**Data shown**.
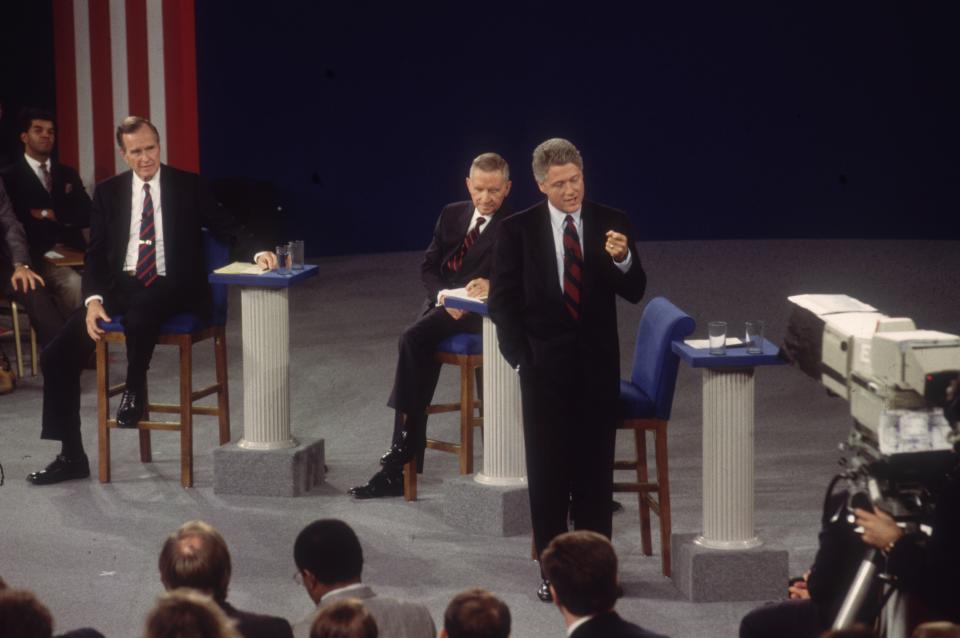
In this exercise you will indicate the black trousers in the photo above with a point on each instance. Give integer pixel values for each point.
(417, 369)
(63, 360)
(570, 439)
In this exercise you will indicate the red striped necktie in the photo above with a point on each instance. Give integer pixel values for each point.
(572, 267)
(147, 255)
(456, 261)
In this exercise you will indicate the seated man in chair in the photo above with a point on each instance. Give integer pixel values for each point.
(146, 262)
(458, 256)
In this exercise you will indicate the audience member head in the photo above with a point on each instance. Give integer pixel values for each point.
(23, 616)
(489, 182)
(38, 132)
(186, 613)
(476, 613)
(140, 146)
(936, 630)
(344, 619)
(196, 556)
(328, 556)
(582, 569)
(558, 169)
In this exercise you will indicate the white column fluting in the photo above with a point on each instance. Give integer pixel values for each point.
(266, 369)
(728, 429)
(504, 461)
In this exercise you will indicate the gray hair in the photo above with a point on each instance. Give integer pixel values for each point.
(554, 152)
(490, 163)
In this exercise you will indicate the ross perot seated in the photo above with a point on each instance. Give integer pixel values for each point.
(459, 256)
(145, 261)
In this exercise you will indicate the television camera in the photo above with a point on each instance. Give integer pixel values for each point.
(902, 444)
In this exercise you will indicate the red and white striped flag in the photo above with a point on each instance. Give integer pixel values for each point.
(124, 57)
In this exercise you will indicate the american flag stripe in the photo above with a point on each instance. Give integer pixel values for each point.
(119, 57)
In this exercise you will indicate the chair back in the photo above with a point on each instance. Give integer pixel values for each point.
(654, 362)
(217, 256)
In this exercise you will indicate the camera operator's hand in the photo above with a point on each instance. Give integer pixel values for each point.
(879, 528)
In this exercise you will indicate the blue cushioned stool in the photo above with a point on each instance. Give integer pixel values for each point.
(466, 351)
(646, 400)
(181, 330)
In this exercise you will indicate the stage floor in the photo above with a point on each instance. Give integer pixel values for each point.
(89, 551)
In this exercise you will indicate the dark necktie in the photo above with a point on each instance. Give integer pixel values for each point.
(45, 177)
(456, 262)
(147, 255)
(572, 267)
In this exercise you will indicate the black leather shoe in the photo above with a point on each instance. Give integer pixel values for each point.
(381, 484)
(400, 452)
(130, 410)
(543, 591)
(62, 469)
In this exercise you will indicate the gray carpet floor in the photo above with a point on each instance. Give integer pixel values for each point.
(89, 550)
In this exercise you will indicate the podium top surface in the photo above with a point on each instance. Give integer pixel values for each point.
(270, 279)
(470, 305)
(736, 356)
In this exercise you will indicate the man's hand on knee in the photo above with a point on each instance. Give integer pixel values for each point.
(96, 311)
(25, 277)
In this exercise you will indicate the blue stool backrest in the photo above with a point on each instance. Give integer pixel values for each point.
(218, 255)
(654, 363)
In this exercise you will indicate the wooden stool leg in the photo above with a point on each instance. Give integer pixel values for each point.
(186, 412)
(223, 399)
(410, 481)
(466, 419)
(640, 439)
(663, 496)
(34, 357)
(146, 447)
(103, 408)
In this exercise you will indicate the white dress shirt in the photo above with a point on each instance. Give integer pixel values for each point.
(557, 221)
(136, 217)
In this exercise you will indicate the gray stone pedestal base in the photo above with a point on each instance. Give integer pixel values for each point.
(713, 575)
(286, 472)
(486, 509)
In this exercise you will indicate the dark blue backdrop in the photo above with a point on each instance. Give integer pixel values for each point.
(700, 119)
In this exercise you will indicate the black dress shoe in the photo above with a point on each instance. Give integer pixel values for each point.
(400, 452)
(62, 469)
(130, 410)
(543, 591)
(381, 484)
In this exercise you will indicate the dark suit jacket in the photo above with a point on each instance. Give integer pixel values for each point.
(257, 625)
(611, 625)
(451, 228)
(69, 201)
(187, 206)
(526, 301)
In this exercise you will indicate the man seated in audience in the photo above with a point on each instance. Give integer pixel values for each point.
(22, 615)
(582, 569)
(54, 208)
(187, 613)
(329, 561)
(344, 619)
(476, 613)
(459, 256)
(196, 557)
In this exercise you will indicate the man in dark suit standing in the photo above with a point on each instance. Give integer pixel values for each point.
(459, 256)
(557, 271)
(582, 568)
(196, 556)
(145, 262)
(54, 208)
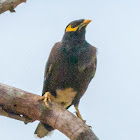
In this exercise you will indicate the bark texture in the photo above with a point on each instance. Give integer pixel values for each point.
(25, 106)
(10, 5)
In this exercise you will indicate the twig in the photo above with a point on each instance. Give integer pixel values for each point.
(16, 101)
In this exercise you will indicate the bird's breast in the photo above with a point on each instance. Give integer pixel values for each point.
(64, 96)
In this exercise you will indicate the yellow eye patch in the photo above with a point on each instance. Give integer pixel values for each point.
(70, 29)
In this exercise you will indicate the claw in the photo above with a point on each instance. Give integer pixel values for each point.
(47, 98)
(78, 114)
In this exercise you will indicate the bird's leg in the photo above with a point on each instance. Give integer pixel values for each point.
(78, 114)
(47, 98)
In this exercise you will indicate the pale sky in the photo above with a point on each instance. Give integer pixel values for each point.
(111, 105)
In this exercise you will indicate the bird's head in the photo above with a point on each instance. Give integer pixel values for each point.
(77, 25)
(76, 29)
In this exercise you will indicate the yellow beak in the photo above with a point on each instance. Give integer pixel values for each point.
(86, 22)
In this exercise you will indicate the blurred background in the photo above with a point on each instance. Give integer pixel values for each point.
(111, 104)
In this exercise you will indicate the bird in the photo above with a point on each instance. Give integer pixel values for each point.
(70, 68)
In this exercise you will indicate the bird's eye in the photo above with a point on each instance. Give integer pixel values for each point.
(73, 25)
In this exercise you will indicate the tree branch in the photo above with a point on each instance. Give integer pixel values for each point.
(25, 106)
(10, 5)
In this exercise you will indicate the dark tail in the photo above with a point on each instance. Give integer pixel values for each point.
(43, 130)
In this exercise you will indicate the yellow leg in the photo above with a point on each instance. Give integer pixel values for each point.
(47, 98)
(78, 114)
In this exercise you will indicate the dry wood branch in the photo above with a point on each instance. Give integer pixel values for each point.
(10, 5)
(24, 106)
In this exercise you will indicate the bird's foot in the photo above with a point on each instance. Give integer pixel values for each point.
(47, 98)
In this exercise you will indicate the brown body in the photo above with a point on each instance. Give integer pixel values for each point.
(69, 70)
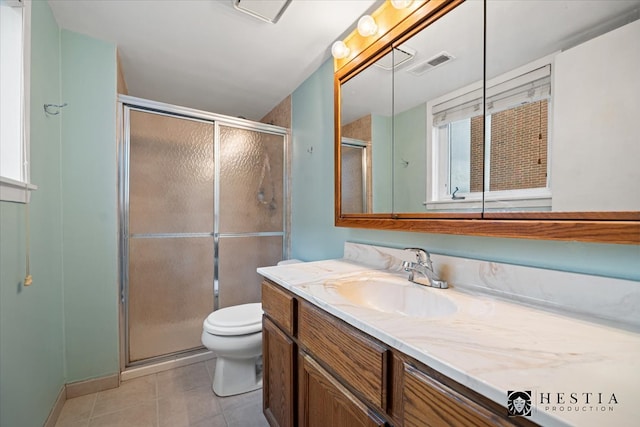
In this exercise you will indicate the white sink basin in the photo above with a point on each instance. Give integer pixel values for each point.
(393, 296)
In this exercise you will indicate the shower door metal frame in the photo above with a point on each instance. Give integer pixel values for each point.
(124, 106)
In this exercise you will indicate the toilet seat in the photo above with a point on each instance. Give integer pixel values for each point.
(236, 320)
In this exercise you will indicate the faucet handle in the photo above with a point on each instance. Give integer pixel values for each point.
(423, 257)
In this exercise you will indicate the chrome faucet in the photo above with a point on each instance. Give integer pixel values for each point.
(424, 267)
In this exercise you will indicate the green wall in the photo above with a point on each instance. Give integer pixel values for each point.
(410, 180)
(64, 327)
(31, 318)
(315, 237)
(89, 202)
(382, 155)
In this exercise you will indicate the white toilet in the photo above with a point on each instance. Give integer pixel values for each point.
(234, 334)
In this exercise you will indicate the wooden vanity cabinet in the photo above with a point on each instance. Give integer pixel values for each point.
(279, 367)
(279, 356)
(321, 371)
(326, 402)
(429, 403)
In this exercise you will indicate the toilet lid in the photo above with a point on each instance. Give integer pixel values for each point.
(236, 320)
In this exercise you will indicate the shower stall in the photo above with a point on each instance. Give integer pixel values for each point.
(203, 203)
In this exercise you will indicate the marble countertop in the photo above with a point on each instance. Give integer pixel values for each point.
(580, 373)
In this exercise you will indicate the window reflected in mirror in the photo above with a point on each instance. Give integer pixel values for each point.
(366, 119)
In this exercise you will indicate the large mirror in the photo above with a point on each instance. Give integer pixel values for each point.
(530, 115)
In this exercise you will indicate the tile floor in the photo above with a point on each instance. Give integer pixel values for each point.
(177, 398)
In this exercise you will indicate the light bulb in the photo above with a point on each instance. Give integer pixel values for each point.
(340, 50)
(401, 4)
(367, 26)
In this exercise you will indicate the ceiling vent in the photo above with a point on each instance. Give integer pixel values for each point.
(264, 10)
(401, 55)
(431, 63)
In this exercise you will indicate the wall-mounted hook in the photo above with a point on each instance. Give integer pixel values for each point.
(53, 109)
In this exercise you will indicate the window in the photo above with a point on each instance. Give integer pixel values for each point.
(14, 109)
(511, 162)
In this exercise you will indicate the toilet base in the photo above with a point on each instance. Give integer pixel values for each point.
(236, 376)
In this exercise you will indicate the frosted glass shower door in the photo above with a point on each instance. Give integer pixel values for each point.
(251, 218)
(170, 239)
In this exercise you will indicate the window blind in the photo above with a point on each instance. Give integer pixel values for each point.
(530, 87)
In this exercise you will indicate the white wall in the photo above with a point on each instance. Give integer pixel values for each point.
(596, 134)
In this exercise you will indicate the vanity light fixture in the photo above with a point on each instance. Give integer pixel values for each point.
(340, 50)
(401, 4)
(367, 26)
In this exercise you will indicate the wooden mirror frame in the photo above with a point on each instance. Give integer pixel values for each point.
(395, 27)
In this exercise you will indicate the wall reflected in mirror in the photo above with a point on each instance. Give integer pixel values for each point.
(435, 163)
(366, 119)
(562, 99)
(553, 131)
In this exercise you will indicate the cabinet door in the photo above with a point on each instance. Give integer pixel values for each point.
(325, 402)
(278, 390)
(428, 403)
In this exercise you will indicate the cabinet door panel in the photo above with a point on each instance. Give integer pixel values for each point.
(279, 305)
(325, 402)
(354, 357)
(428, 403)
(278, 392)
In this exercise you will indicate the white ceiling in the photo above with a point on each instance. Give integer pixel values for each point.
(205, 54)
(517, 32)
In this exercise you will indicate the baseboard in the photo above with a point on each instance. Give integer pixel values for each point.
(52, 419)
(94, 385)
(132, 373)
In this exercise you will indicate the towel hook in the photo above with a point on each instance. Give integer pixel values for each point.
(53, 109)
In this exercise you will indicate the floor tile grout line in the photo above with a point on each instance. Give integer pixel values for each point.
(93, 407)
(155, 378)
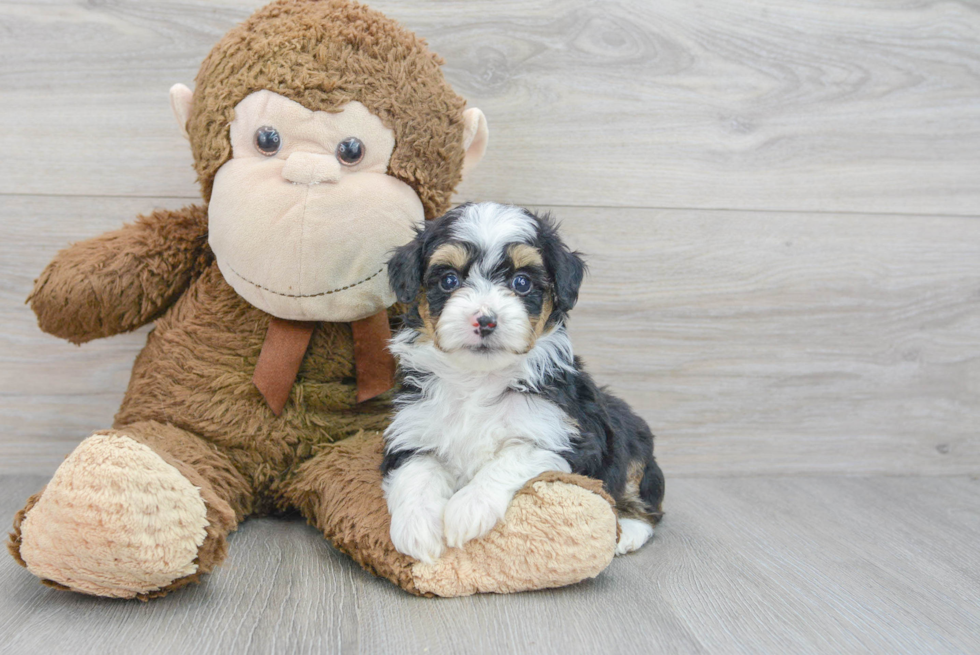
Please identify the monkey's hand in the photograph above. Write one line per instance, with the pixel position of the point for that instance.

**Problem requirements**. When you reach the line that contains "In this exercise you will indicate the baseboard" in the records above, copy it and every line after it exactly through the last one, leaving out the pictures.

**Answer section**.
In this exercise you will indicate the baseboard in the photo above with a point on each instance. Give integer pixel values for each point.
(52, 419)
(94, 385)
(132, 373)
In this exercise you will indicate the towel hook in the photo above with a point on each instance. Give integer pixel values for each point.
(53, 109)
In this exercise you will indicate the floor tile grout line in the photo above with a point on each instance. Give integer pixel values for each point.
(93, 407)
(155, 378)
Please identify the monkey's hand in the photograph above. Write one line per instance, with the pixel position of the point for that instance.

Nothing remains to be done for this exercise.